Task to carry out: Having read the data, transcribe all of it without deviation.

Task material:
────

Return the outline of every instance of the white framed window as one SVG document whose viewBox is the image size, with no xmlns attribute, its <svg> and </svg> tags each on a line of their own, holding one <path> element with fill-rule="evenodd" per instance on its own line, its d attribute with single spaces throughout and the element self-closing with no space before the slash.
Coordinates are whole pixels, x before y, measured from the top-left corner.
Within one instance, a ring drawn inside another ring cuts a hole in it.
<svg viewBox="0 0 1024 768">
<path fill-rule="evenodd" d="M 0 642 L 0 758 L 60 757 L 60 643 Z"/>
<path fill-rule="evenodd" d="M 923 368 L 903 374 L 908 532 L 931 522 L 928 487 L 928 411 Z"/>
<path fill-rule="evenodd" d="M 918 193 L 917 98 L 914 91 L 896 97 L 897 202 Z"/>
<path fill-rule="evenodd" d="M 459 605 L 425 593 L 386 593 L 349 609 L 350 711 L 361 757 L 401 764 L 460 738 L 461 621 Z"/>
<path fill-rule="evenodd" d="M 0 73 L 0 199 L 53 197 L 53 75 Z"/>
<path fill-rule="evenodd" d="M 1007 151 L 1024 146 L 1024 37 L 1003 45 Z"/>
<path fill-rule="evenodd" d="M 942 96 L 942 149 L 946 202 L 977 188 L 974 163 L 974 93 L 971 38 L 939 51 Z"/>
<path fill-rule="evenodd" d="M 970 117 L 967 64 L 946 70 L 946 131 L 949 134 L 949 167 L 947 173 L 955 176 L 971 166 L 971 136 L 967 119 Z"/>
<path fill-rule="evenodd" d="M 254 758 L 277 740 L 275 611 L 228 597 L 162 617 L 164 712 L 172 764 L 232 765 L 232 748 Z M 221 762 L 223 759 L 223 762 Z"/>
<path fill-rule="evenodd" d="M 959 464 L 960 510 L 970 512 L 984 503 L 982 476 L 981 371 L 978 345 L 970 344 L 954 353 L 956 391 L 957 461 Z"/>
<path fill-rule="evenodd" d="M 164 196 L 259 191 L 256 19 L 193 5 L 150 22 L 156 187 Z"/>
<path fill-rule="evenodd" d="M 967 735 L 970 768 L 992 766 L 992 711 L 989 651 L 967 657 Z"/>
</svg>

────

Response box:
Return the outline of every instance of the white framed window as one SVG document whose viewBox is the image size, with no xmlns attribute, its <svg> and </svg> tags each on a line of their own, holding one <path> element with fill-rule="evenodd" per instance on its own line, its d attribute with single spaces throughout and the element self-closing with no space before the slash.
Coordinates are whole pixels, x before y, measured from the top-left corner.
Within one instance, a ring drawn inside another ring cuts a hole in it.
<svg viewBox="0 0 1024 768">
<path fill-rule="evenodd" d="M 0 642 L 0 758 L 60 757 L 60 643 Z"/>
<path fill-rule="evenodd" d="M 923 368 L 903 374 L 908 532 L 931 522 L 928 487 L 928 411 Z"/>
<path fill-rule="evenodd" d="M 918 193 L 917 98 L 914 91 L 896 97 L 897 202 Z"/>
<path fill-rule="evenodd" d="M 459 605 L 425 593 L 386 593 L 349 609 L 350 711 L 361 757 L 401 764 L 460 738 L 461 621 Z"/>
<path fill-rule="evenodd" d="M 0 73 L 0 199 L 53 197 L 53 75 Z"/>
<path fill-rule="evenodd" d="M 1007 151 L 1024 146 L 1024 37 L 1003 45 Z"/>
<path fill-rule="evenodd" d="M 942 96 L 942 149 L 946 202 L 977 188 L 974 163 L 974 93 L 971 38 L 939 51 Z"/>
<path fill-rule="evenodd" d="M 970 117 L 967 64 L 946 70 L 946 131 L 949 134 L 949 167 L 947 173 L 955 176 L 971 166 L 971 136 L 967 119 Z"/>
<path fill-rule="evenodd" d="M 254 758 L 277 740 L 275 611 L 228 597 L 162 617 L 164 712 L 172 764 L 232 765 L 232 748 Z M 221 762 L 223 759 L 223 762 Z"/>
<path fill-rule="evenodd" d="M 959 464 L 960 510 L 970 512 L 984 503 L 982 476 L 981 371 L 978 345 L 970 344 L 954 353 L 956 391 L 957 461 Z"/>
<path fill-rule="evenodd" d="M 164 196 L 259 191 L 256 19 L 193 5 L 150 22 L 156 187 Z"/>
<path fill-rule="evenodd" d="M 967 735 L 970 768 L 992 766 L 992 711 L 989 651 L 967 657 Z"/>
</svg>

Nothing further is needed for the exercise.